* Task to complete *
Select each line below that contains the word "building" and copy it.

Entries for labeling object positions:

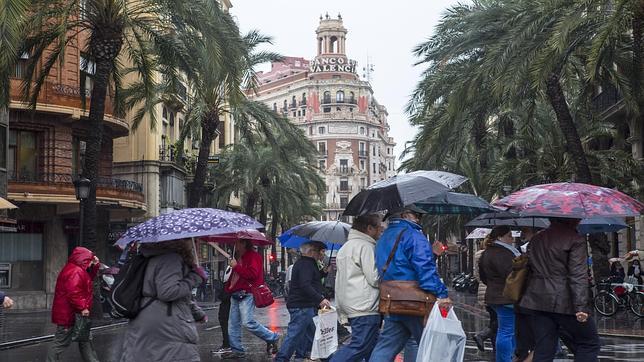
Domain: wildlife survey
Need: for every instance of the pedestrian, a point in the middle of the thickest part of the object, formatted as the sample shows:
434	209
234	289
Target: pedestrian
412	260
490	331
73	295
356	288
557	292
164	330
494	267
305	297
247	273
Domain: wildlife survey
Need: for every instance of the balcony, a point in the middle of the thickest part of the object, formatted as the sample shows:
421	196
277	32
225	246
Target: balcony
59	188
344	190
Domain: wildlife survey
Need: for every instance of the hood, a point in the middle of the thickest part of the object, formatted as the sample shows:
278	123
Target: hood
81	257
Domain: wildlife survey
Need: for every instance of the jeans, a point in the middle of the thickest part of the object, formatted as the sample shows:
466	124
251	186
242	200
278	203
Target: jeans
242	312
583	336
300	332
505	340
394	337
62	340
364	335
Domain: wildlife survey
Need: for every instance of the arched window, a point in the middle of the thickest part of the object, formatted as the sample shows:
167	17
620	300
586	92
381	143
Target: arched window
339	96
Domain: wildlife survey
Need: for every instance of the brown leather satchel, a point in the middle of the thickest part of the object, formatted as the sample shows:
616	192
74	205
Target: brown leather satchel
403	296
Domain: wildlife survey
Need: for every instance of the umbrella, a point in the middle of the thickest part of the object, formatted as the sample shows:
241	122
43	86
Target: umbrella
481	233
571	200
493	219
396	192
601	225
188	223
256	237
454	203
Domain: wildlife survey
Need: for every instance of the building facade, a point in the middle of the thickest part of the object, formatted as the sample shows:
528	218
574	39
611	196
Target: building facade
44	154
337	111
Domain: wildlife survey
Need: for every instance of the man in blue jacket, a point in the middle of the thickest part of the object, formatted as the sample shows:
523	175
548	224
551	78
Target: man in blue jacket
413	260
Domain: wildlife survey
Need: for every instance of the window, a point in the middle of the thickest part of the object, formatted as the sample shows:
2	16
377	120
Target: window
78	155
322	147
22	160
87	71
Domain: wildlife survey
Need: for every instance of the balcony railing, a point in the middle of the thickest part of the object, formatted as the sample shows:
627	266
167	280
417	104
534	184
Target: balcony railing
56	178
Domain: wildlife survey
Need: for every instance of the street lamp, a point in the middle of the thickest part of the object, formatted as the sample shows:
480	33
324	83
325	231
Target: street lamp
82	192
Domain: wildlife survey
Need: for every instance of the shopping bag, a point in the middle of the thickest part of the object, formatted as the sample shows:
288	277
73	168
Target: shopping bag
325	341
443	339
81	329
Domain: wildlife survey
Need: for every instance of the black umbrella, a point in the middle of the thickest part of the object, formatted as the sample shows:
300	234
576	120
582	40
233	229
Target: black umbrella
493	219
401	190
454	203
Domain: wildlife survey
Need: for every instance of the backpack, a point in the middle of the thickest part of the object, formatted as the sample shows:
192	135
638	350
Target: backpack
127	292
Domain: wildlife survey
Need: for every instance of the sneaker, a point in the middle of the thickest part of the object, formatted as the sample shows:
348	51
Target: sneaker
221	350
233	355
272	347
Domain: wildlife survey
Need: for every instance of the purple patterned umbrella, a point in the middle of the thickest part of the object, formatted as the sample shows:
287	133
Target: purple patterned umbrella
188	223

* Response *
Need: for every instance of the building facade, a point in the middle of the thickest part of the object, formatted as the sample shows:
Target: building facade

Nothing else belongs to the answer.